- **ASSIGNMENT 1**: Using the text on pregnancy in sickle cell disease, explain why someone should tell their haematologist, clinical nurse specialist or GP early about planning a pregnancy or being in its early stages.
- **ASSIGNMENT 2**: According to the text on pregnancy in sickle cell disease, when is the combined specialist clinic held?
- **ASSIGNMENT 3**: From the text on pregnancy in sickle cell disease, extract the passage from "Prenatal (before birth)" up to and including "the womb (uterus).".

- **EXCERPTED PASSAGE**:
*** Begin section ***

Pregnancy in SCD
This information has been provided to answer your questions about pregnancy, sickle cell disease(SCD), and its effects on the baby. If you have further questions please contact your midwife, obstetrician, haematologist, clinical nurse specialist or community nurse specialist.
Planning a pregnancy
It is important to tell your haematologist/clinical nurse specialist (CNS) or GP early if you are planning a pregnancy or are in the early stages of pregnancy. This will give you the best chance of a healthy and successful outcome. At this stage we will:
• carry out a medical review in the haematology clinic to plan the best care for you during pregnancy
• refer you to joint haematology and obstetric clinic at Queen Charlotte’s & Chelsea Hospital
Your pregnancy with be managed jointly with the obstetric team at Queen Charlotte’s & Chelsea Hospital for the full length of your pregnancy and for six weeks after the birth.
The effects of SCD in pregnancy vary.
Genetic counselling
You are advised to have genetic counselling to assess whether you are at risk of having a child with SCD. This involves a simple blood test to analyse if your partner carries a gene for an unusual type of haemoglobin. If your partner is a carrier of a sickle gene there is a 1 in 2 (50 per cent) chance that your baby could inherit SCD, or 1 in 2 (50 per cent) chance your baby would carry the gene themselves.
Prenatal (before birth) diagnostics test
We can offer a prenatal diagnostics test for your fetus during pregnancy. This can be done by:
• chorionic villous sampling (CVS), which involves removing and testing a small sample of cells from the placenta
• amniocentesis, which involves removing and testing a small sample of cells from amniotic fluid, which surrounds the fetus in the womb (uterus).
Termination of pregnancy can be discussed if the fetus is affected by SCD, if this is known in the first trimester.
Postnatal (after birth) diagnostics test
A diagnostic test can also be done after pregnancy. This is called newborn blood spot screening.
Clinic attendance
The combined specialist clinic is on alternate Monday mornings between 09.30 and 12.00 noon.

*** End section ***

- **INFORMATION GIVEN**:
*** Begin section ***

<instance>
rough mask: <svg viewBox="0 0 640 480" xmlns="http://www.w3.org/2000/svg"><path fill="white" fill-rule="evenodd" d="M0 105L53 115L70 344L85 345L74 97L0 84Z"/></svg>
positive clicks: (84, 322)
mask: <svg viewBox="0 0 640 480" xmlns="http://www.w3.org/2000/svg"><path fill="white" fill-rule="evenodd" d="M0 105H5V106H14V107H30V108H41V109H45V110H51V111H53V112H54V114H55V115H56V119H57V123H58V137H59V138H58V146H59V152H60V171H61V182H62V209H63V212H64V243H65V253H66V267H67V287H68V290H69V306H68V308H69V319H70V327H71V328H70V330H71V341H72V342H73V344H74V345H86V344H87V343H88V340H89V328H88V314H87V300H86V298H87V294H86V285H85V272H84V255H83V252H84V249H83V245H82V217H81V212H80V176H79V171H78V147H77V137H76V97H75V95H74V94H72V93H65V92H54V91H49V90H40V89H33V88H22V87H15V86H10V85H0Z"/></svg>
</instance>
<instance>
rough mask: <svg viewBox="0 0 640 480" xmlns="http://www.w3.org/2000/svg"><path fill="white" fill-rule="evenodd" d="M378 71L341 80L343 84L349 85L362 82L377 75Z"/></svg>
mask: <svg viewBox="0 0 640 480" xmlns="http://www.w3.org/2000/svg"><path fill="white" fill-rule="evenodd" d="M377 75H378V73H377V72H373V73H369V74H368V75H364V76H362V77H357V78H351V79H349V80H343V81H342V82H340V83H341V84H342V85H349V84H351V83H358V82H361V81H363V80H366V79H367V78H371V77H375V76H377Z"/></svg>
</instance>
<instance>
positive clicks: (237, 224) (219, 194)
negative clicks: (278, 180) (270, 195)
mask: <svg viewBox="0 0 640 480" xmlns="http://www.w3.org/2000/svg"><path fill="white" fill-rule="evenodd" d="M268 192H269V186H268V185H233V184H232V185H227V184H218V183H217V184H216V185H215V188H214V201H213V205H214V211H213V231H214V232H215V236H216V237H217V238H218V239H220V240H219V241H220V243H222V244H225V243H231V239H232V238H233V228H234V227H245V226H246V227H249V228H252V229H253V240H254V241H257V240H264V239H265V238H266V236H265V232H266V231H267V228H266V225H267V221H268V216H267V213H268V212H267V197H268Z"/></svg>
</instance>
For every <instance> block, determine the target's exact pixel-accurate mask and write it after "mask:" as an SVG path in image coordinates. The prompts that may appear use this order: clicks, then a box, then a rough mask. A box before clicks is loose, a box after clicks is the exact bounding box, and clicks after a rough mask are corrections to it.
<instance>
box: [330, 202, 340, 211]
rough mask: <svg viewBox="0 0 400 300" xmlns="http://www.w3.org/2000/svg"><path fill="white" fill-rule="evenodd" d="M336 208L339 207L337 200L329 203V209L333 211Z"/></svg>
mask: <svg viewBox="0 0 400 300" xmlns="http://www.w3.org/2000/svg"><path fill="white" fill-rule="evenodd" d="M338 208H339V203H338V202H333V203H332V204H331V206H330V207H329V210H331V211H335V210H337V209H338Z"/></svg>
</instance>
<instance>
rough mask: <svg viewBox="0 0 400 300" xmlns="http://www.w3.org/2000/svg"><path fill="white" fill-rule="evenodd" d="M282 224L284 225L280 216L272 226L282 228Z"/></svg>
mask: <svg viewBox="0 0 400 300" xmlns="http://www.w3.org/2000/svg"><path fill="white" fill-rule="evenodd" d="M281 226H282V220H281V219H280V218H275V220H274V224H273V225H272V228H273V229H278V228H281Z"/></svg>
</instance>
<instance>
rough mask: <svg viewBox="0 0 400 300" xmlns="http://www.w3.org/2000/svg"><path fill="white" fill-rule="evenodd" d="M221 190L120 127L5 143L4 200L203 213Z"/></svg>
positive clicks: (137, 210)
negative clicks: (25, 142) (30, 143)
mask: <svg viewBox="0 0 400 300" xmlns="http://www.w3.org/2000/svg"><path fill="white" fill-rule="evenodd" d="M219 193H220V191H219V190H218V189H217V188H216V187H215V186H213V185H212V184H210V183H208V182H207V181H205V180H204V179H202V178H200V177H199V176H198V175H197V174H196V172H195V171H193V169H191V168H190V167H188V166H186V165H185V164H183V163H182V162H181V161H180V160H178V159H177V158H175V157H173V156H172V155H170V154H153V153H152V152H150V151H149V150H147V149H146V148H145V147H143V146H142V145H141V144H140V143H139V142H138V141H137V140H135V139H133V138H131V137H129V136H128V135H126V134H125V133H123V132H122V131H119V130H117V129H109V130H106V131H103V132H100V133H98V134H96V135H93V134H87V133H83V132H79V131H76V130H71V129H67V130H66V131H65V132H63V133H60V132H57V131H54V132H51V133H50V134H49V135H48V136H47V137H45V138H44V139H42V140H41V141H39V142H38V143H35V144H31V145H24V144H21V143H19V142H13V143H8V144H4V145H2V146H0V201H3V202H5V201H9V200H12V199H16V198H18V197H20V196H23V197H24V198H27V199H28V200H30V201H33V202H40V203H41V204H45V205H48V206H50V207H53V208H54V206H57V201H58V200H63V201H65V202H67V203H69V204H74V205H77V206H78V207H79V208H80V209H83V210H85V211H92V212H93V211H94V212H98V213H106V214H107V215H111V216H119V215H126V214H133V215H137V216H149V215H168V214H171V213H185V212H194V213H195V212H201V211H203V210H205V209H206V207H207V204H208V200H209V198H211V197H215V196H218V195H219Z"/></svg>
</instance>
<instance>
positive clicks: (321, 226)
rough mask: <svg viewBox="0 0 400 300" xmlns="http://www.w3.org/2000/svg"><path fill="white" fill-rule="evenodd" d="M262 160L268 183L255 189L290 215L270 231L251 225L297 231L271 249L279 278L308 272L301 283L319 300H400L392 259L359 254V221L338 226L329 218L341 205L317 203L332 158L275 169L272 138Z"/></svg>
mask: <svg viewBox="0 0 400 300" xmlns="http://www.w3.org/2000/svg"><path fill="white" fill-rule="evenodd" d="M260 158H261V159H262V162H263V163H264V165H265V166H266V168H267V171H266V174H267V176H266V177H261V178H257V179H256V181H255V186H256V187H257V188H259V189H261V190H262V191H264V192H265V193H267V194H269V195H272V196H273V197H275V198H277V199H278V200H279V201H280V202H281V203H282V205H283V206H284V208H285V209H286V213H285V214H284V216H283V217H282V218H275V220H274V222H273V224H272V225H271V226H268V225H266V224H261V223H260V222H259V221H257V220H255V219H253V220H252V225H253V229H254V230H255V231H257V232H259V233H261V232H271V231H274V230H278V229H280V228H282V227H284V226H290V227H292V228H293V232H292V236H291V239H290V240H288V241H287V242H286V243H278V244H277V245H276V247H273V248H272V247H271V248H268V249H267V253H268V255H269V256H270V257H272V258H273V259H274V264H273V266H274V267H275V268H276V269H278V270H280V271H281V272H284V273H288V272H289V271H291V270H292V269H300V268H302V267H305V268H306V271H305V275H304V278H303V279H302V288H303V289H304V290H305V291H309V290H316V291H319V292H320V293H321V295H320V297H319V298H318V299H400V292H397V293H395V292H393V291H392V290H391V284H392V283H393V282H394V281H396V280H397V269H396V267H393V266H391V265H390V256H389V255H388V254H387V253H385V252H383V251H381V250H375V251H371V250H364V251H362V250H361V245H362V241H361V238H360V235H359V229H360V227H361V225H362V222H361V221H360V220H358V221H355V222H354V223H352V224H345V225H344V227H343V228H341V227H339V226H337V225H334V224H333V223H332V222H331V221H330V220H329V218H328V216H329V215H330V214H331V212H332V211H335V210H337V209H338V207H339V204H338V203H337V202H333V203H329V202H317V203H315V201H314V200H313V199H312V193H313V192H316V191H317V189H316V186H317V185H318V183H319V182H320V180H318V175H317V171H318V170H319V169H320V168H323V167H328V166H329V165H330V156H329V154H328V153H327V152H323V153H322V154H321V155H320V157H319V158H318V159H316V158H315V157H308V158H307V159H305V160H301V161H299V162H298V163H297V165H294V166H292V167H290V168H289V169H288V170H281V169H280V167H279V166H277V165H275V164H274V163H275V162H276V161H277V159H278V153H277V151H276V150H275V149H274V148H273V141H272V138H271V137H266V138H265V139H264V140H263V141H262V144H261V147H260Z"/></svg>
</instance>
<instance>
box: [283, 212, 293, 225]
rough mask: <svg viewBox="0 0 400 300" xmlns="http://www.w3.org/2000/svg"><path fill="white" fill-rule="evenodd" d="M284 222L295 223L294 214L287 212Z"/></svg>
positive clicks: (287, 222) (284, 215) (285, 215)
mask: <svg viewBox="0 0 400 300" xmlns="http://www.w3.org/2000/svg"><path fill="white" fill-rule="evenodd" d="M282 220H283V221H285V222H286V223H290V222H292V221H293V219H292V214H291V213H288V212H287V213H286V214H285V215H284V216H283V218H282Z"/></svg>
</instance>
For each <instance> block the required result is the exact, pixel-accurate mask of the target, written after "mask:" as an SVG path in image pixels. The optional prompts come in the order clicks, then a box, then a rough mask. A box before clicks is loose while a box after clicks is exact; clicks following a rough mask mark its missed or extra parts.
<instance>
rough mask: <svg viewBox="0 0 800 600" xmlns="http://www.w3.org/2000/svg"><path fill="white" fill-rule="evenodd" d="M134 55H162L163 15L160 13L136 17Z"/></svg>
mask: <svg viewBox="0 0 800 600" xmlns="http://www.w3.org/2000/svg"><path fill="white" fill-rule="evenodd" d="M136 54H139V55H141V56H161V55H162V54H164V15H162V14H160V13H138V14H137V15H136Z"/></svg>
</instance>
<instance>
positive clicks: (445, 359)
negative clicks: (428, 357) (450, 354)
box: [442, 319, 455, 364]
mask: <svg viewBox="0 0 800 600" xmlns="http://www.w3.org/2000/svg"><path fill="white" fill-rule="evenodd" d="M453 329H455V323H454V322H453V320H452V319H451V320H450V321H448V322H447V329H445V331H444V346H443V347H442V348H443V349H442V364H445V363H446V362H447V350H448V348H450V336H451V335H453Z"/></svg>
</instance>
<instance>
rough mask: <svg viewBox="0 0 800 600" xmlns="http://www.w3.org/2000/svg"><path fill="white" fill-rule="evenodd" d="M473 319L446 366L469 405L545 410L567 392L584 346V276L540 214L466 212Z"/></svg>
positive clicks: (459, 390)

*** End section ***

- **EXPECTED ANSWER 1**: Telling them early gives the best chance of a healthy and successful outcome. At that stage, the team carries out a medical review in the haematology clinic to plan the best care during pregnancy. They also make a referral to the joint haematology and obstetric clinic at Queen Charlotte’s & Chelsea Hospital.

- **EXPECTED ANSWER 2**: It is held on alternate Monday mornings between 09.30 and 12.00 noon.

- **EXPECTED ANSWER 3**:
Prenatal (before birth) diagnostics test
We can offer a prenatal diagnostics test for your fetus during pregnancy. This can be done by:
• chorionic villous sampling (CVS), which involves removing and testing a small sample of cells from the placenta
• amniocentesis, which involves removing and testing a small sample of cells from amniotic fluid, which surrounds the fetus in the womb (uterus).